-- start Source excerpt --

I was wondering how to remove duplicate names/text's in a cell. For example
Jean Donea Jean Doneasee
R.L. Foye R.L. Foyesee
J.E. Zimmer J.E. Zimmersee
R.P. Reed R.P. Reedsee D.E. Munson D.E. Munsonsee
While googling, I stumbled upon a macro/code, it's like:
Function RemoveDupes1(pWorkRng As Range) As String
'Updateby20140924
Dim xValue As String
Dim xChar As String
Dim xOutValue As String
Set xDic = CreateObject("Scripting.Dictionary")
xValue = pWorkRng.Value
For i = 1 To VBA.Len(xValue)
xChar = VBA.Mid(xValue, i, 1)
If xDic.exists(xChar) Then
Else
xDic(xChar) = ""
xOutValue = xOutValue & xChar
End If
Next
RemoveDupes1 = xOutValue
End Function
The macro is working, but it is comparing every letter, and if it finds any repeated letters, it's removing that.
When I use the code over those names, the result is somewhat like this:
Jean Dos
R.L Foyes
J.E Zimers
R.P edsDEMuno
By looking at the result I can make out it is not what I want, yet I got no clue how to correct the code.
The desired output should look like:
Jean Donea
R.L. Foye
J.E. Zimmer
R.P. Reed
Any suggestions?

-- end Source excerpt --
-- start Records provided --

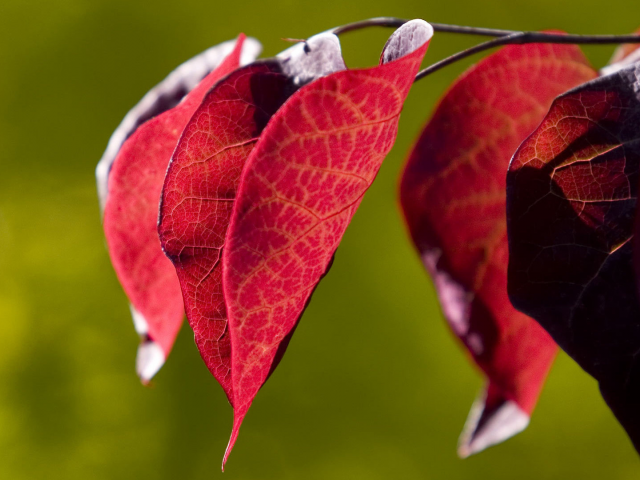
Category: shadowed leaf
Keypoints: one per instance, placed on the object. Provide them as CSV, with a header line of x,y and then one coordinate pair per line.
x,y
571,200
453,197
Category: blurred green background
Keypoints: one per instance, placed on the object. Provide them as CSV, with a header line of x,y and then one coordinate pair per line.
x,y
373,385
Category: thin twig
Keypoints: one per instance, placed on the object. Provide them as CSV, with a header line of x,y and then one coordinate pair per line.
x,y
503,37
529,37
438,27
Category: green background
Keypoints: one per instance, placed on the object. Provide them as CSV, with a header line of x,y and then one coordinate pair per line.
x,y
373,385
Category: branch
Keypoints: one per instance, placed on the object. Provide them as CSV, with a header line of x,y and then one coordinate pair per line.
x,y
529,37
503,37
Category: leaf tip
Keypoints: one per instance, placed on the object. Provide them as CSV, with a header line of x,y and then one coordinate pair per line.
x,y
149,360
490,424
238,417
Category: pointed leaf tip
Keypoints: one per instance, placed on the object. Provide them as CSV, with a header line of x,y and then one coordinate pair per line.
x,y
453,198
149,360
490,421
238,417
298,192
406,39
572,191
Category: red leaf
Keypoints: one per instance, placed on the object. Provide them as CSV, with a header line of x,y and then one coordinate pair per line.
x,y
571,200
133,174
298,192
453,197
201,182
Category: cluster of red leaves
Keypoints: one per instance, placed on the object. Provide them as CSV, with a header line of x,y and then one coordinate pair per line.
x,y
561,254
267,164
246,174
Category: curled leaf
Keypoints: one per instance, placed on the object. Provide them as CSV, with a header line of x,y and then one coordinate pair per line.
x,y
130,177
572,192
453,197
299,189
202,179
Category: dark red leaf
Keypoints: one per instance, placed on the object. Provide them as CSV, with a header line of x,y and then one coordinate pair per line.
x,y
453,197
571,201
201,182
298,192
130,179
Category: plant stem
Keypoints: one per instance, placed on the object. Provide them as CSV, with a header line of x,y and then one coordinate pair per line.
x,y
529,37
503,37
438,27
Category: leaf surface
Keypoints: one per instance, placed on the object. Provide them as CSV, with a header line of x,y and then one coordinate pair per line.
x,y
133,180
202,179
453,198
572,192
298,192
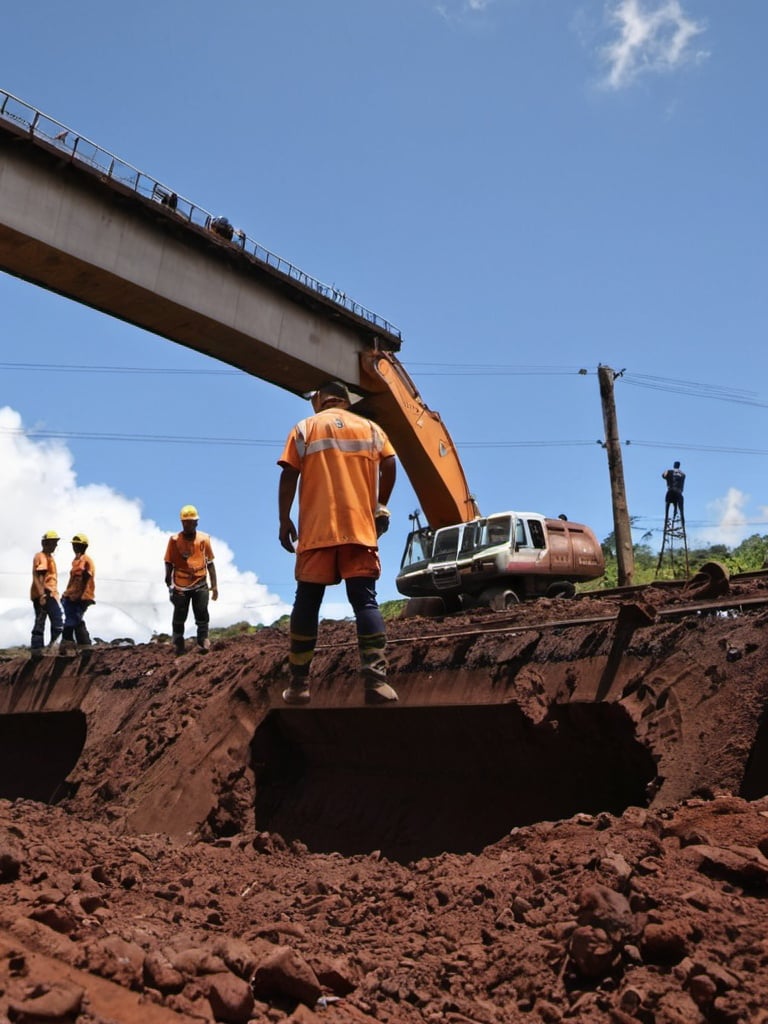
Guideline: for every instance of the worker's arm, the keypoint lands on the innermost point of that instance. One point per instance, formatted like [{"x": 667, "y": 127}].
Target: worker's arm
[
  {"x": 289, "y": 479},
  {"x": 387, "y": 473},
  {"x": 39, "y": 587}
]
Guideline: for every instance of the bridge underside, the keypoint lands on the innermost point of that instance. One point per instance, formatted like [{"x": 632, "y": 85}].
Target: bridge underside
[{"x": 72, "y": 231}]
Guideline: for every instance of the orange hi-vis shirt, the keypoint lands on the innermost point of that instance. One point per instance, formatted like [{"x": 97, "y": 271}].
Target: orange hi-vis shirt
[
  {"x": 82, "y": 585},
  {"x": 44, "y": 563},
  {"x": 189, "y": 558},
  {"x": 337, "y": 454}
]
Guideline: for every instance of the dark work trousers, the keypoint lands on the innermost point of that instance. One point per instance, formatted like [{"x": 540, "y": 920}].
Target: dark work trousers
[
  {"x": 181, "y": 601},
  {"x": 50, "y": 610},
  {"x": 75, "y": 628},
  {"x": 675, "y": 499},
  {"x": 371, "y": 631}
]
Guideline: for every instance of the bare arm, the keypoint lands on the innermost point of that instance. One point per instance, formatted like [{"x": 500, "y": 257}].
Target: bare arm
[
  {"x": 387, "y": 473},
  {"x": 289, "y": 479}
]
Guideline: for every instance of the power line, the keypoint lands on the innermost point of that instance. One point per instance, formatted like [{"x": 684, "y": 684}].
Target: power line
[
  {"x": 722, "y": 449},
  {"x": 67, "y": 368},
  {"x": 266, "y": 442},
  {"x": 694, "y": 390},
  {"x": 93, "y": 435}
]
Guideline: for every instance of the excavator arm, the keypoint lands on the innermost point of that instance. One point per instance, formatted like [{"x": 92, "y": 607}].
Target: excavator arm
[{"x": 421, "y": 440}]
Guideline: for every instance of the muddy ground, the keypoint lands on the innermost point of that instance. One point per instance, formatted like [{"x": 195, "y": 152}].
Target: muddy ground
[{"x": 563, "y": 819}]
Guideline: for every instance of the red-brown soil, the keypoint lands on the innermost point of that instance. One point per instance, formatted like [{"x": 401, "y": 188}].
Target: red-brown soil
[{"x": 557, "y": 822}]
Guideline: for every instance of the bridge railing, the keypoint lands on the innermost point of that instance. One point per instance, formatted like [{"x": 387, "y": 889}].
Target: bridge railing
[{"x": 83, "y": 151}]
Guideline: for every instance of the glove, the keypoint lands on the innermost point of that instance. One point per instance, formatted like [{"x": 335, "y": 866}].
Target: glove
[{"x": 381, "y": 517}]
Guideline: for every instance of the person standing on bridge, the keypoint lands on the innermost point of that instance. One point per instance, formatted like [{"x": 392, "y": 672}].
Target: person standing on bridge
[
  {"x": 675, "y": 482},
  {"x": 188, "y": 563},
  {"x": 78, "y": 597},
  {"x": 44, "y": 594},
  {"x": 347, "y": 470}
]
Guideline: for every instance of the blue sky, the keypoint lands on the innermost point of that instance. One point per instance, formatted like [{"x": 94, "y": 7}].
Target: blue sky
[{"x": 525, "y": 187}]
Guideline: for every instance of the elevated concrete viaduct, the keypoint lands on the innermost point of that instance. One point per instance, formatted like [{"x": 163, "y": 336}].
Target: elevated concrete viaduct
[{"x": 71, "y": 223}]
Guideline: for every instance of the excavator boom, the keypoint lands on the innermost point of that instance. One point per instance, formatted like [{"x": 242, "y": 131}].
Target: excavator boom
[{"x": 424, "y": 446}]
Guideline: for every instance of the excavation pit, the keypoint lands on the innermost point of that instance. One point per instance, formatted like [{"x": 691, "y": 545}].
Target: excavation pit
[{"x": 414, "y": 782}]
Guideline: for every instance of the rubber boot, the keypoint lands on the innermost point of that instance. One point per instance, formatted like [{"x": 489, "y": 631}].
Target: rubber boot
[
  {"x": 297, "y": 691},
  {"x": 82, "y": 636}
]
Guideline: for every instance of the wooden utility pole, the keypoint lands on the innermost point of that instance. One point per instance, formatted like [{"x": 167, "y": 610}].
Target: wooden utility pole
[{"x": 622, "y": 530}]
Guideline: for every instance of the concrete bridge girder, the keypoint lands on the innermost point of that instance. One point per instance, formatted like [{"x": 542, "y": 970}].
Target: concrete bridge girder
[{"x": 85, "y": 238}]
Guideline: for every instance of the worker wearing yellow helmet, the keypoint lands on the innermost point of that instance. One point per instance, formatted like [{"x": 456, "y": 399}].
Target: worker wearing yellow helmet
[
  {"x": 78, "y": 597},
  {"x": 44, "y": 594},
  {"x": 188, "y": 563}
]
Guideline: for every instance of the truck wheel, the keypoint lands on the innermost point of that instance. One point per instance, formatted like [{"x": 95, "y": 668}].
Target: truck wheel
[{"x": 500, "y": 599}]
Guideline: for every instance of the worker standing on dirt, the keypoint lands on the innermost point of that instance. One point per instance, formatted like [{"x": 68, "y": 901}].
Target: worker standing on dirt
[
  {"x": 188, "y": 563},
  {"x": 44, "y": 594},
  {"x": 78, "y": 597},
  {"x": 675, "y": 482},
  {"x": 347, "y": 469}
]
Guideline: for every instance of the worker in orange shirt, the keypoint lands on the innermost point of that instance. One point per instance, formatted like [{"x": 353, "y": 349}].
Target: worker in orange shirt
[
  {"x": 44, "y": 594},
  {"x": 188, "y": 562},
  {"x": 78, "y": 597},
  {"x": 347, "y": 469}
]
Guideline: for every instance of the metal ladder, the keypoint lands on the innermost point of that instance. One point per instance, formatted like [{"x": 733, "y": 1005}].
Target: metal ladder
[{"x": 669, "y": 557}]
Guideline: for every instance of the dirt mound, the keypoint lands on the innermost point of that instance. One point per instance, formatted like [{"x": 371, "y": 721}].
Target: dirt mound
[{"x": 563, "y": 819}]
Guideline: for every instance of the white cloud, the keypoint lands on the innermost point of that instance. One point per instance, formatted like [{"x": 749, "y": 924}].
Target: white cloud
[
  {"x": 732, "y": 523},
  {"x": 42, "y": 493},
  {"x": 453, "y": 10},
  {"x": 651, "y": 38}
]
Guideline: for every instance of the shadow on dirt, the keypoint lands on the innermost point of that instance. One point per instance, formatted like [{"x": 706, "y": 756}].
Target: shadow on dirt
[
  {"x": 38, "y": 752},
  {"x": 416, "y": 781}
]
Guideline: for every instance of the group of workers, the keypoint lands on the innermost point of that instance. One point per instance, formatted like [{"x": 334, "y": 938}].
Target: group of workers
[
  {"x": 77, "y": 598},
  {"x": 344, "y": 468}
]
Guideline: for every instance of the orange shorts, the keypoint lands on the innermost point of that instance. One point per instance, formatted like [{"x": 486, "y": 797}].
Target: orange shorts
[{"x": 331, "y": 565}]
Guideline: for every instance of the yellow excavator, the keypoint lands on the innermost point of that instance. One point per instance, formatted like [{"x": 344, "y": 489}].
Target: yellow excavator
[{"x": 460, "y": 558}]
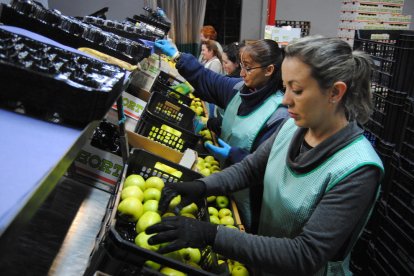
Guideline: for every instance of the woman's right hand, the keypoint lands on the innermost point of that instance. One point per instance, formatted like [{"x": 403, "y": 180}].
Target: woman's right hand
[{"x": 166, "y": 47}]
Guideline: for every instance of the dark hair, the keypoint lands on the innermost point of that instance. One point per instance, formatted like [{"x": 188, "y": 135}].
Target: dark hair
[
  {"x": 212, "y": 46},
  {"x": 266, "y": 52},
  {"x": 232, "y": 51},
  {"x": 332, "y": 60}
]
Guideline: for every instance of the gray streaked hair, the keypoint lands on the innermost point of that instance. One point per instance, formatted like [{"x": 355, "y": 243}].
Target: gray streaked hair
[{"x": 332, "y": 60}]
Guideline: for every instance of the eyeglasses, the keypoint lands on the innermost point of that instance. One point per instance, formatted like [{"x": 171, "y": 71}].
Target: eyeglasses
[{"x": 249, "y": 69}]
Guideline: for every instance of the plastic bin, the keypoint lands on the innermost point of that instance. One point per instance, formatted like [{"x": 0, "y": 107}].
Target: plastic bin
[
  {"x": 71, "y": 31},
  {"x": 115, "y": 252},
  {"x": 72, "y": 88}
]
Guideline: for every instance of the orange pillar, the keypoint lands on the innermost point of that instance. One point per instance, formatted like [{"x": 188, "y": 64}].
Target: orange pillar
[{"x": 271, "y": 12}]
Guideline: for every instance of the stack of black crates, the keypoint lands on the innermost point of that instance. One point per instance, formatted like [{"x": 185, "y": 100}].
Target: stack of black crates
[{"x": 386, "y": 247}]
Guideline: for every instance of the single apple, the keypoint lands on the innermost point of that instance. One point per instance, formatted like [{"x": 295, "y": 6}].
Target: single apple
[
  {"x": 152, "y": 264},
  {"x": 132, "y": 191},
  {"x": 154, "y": 182},
  {"x": 239, "y": 270},
  {"x": 142, "y": 241},
  {"x": 223, "y": 212},
  {"x": 147, "y": 219},
  {"x": 213, "y": 211},
  {"x": 131, "y": 208},
  {"x": 151, "y": 205},
  {"x": 190, "y": 254},
  {"x": 227, "y": 220},
  {"x": 135, "y": 180},
  {"x": 211, "y": 199},
  {"x": 152, "y": 193},
  {"x": 171, "y": 272},
  {"x": 214, "y": 220},
  {"x": 191, "y": 208},
  {"x": 174, "y": 202},
  {"x": 222, "y": 201}
]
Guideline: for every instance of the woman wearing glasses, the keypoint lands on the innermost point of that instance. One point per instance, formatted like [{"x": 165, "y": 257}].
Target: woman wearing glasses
[{"x": 252, "y": 104}]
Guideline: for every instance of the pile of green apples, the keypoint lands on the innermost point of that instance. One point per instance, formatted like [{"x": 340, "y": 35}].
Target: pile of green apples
[
  {"x": 207, "y": 165},
  {"x": 139, "y": 204}
]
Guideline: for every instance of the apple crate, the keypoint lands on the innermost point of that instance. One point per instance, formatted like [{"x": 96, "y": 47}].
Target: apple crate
[
  {"x": 116, "y": 253},
  {"x": 165, "y": 132}
]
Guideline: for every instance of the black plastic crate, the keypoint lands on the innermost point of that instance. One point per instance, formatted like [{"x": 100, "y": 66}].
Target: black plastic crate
[
  {"x": 75, "y": 89},
  {"x": 170, "y": 110},
  {"x": 117, "y": 253},
  {"x": 165, "y": 132},
  {"x": 70, "y": 31}
]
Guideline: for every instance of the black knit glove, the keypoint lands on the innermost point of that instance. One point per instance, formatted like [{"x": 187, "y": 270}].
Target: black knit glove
[
  {"x": 192, "y": 191},
  {"x": 181, "y": 232}
]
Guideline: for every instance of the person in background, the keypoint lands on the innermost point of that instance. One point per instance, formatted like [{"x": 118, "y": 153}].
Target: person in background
[
  {"x": 231, "y": 59},
  {"x": 320, "y": 174},
  {"x": 211, "y": 56},
  {"x": 209, "y": 33},
  {"x": 252, "y": 104}
]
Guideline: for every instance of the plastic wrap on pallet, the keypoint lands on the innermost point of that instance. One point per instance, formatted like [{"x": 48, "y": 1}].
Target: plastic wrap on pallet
[
  {"x": 74, "y": 88},
  {"x": 71, "y": 31}
]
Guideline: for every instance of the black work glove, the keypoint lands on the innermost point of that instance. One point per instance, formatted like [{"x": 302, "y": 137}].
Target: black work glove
[
  {"x": 192, "y": 191},
  {"x": 181, "y": 232}
]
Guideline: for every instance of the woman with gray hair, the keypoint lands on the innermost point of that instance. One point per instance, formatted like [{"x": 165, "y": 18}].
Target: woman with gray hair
[{"x": 320, "y": 174}]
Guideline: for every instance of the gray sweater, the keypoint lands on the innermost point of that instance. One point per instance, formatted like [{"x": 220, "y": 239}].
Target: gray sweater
[{"x": 327, "y": 234}]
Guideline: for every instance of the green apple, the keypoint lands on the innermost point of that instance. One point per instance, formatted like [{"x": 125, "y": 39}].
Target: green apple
[
  {"x": 142, "y": 241},
  {"x": 171, "y": 272},
  {"x": 131, "y": 208},
  {"x": 227, "y": 220},
  {"x": 154, "y": 182},
  {"x": 239, "y": 270},
  {"x": 147, "y": 219},
  {"x": 152, "y": 193},
  {"x": 212, "y": 211},
  {"x": 190, "y": 254},
  {"x": 214, "y": 220},
  {"x": 132, "y": 191},
  {"x": 211, "y": 199},
  {"x": 222, "y": 201},
  {"x": 205, "y": 172},
  {"x": 151, "y": 205},
  {"x": 174, "y": 202},
  {"x": 188, "y": 215},
  {"x": 190, "y": 208},
  {"x": 135, "y": 180},
  {"x": 152, "y": 264},
  {"x": 223, "y": 212}
]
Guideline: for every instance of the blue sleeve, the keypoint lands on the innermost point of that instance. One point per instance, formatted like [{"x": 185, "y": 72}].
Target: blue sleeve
[{"x": 209, "y": 86}]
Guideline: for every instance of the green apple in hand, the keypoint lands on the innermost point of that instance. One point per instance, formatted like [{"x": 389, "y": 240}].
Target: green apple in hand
[
  {"x": 224, "y": 212},
  {"x": 147, "y": 219},
  {"x": 132, "y": 191},
  {"x": 239, "y": 270},
  {"x": 142, "y": 240},
  {"x": 131, "y": 208},
  {"x": 213, "y": 211},
  {"x": 222, "y": 201},
  {"x": 190, "y": 254},
  {"x": 152, "y": 193},
  {"x": 154, "y": 182},
  {"x": 151, "y": 205}
]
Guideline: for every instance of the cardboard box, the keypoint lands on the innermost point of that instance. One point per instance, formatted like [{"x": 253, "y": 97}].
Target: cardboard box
[
  {"x": 104, "y": 168},
  {"x": 133, "y": 108}
]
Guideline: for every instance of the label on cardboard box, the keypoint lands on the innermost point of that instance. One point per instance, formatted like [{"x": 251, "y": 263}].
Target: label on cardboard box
[{"x": 99, "y": 165}]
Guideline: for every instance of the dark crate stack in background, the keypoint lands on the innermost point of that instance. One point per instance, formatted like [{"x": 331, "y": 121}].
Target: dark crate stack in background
[{"x": 386, "y": 247}]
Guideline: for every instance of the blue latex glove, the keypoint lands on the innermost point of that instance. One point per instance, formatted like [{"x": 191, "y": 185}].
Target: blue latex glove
[
  {"x": 221, "y": 153},
  {"x": 166, "y": 47},
  {"x": 198, "y": 124}
]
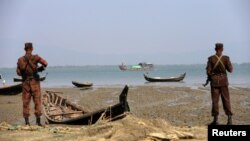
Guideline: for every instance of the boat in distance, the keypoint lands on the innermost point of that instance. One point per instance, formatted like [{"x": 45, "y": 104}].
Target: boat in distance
[
  {"x": 141, "y": 66},
  {"x": 59, "y": 110},
  {"x": 165, "y": 79},
  {"x": 11, "y": 89},
  {"x": 80, "y": 84}
]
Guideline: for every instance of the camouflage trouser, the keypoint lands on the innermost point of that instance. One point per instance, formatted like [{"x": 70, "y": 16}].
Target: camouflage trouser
[
  {"x": 31, "y": 89},
  {"x": 224, "y": 93}
]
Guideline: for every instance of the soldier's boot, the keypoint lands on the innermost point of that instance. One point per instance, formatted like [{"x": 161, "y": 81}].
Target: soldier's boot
[
  {"x": 215, "y": 121},
  {"x": 27, "y": 121},
  {"x": 38, "y": 121},
  {"x": 229, "y": 120}
]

-- end Records provided --

**Written tasks**
a) In the forum thread about removing duplicate names, which names does the poster give as the desired output?
b) Can you print everything in the entries from the line containing "Guideline: for every instance of the blue latex" through the end of the entries, leaving out any pictures?
The forum thread and the entries are unrelated pieces of material.

**Exercise results**
a)
Jean Donea
R.L. Foye
J.E. Zimmer
R.P. Reed

b)
Guideline: for every instance of the blue latex glove, the keypoint lands on the innermost point of that instance. One point per instance, formatted like [{"x": 191, "y": 185}].
Target: blue latex glove
[
  {"x": 221, "y": 153},
  {"x": 166, "y": 47},
  {"x": 198, "y": 124}
]
Guideline: for every instance of the boat in distance, the keypoint lands on the innermost point of that instance. One point per instance, formatted like [{"x": 45, "y": 104}].
Target: boat in distance
[
  {"x": 141, "y": 66},
  {"x": 59, "y": 110},
  {"x": 165, "y": 79},
  {"x": 11, "y": 89},
  {"x": 80, "y": 84}
]
Guideline: for every instance of the camouflage trouser, the keypoint lands on the innermost point of that instance. One point per instance, formatted like [{"x": 70, "y": 16}].
Target: camouflage trouser
[
  {"x": 31, "y": 89},
  {"x": 224, "y": 93}
]
Guideline: for every instance of the soldier's boot, the keypoint lands on the innermost point of that instance. One point per instance, formatted like [{"x": 161, "y": 81}].
Target: soldier's boot
[
  {"x": 215, "y": 121},
  {"x": 27, "y": 121},
  {"x": 38, "y": 121},
  {"x": 229, "y": 120}
]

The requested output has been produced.